◆ TASK BRIEF ◆
Every entry must be copied word for word.

◆ GIVEN INFORMATION ◆
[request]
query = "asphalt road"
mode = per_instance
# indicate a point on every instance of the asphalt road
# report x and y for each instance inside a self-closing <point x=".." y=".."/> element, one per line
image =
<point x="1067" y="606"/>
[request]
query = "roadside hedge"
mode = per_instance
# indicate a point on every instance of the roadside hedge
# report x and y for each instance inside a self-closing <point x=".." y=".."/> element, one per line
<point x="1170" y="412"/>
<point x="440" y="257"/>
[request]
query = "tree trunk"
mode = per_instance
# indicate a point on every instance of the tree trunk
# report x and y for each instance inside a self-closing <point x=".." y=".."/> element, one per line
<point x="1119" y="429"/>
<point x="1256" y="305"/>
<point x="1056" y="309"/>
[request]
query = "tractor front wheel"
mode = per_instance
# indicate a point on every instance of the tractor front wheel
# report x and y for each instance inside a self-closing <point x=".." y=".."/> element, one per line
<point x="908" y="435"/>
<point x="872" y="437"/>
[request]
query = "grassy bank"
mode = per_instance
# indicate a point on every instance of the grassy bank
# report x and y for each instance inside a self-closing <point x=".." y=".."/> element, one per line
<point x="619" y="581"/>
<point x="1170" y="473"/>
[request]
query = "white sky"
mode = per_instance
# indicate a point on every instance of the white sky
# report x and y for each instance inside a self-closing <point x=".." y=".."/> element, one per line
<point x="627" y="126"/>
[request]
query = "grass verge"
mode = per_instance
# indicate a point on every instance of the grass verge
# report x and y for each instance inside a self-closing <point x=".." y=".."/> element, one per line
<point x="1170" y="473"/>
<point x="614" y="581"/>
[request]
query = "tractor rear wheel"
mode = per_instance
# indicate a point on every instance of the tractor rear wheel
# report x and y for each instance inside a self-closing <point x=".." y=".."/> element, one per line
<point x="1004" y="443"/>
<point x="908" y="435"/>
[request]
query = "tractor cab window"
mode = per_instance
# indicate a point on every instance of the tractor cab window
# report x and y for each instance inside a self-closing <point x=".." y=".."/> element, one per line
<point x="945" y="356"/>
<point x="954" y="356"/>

◆ WRITTEN ANSWER ◆
[request]
query = "asphalt road"
mode = per_instance
# indicate a point on every instance of the asphalt road
# report x and y for each instance inside a self-closing <point x=".." y=".."/> element, one per line
image =
<point x="1067" y="606"/>
[request]
query = "roadside hedge"
mode = per_instance
# indicate a point on every instance of the roadside hedge
# report x and y for each instance inside a self-closing <point x=".." y=".."/> element, one per line
<point x="1170" y="412"/>
<point x="440" y="257"/>
[request]
query = "tree trunk"
mode = per_instance
# indicate a point on every instance of the tree trunk
# report x and y for each instance inside a self-closing <point x=".." y=".."/> element, one per line
<point x="1119" y="429"/>
<point x="1256" y="305"/>
<point x="1056" y="309"/>
[request]
query = "tractor front wheel"
mode = per_instance
# indicate a point on every instance of the tractor front wheel
# report x and y for each instance inside a self-closing <point x=".." y=".."/> element, one per line
<point x="908" y="435"/>
<point x="872" y="437"/>
[request]
query = "grassy bank"
mode = per_instance
# indicate a point on every instance of the grassy bank
# report x and y for each instance inside a self-closing <point x=".." y=".."/> element, one per line
<point x="619" y="581"/>
<point x="1170" y="473"/>
[request]
query = "white sky"
mode = per_instance
# indicate a point on every instance of the white sky
# report x and y for each instance inside a self-closing <point x=".." y=".."/> element, one per line
<point x="627" y="126"/>
[request]
query = "grass verge"
mode = per_instance
# indicate a point on every instance of the grass verge
# report x and y for each instance inside a self-closing <point x=".." y=".."/> element, one per line
<point x="1170" y="473"/>
<point x="614" y="581"/>
[request]
query = "tractor rear wheel"
mode = per_instance
# indicate a point on every instance of the tractor rear wheel
# report x and y for each instance inside a self-closing <point x=".." y=".."/> element, one per line
<point x="1004" y="443"/>
<point x="908" y="435"/>
[request]
query = "tractor cab window"
mode = per_instance
# indicate a point on every instance of the tractor cab window
# report x and y for each instance inside a self-closing <point x=".." y=".."/> element, one per line
<point x="945" y="356"/>
<point x="954" y="356"/>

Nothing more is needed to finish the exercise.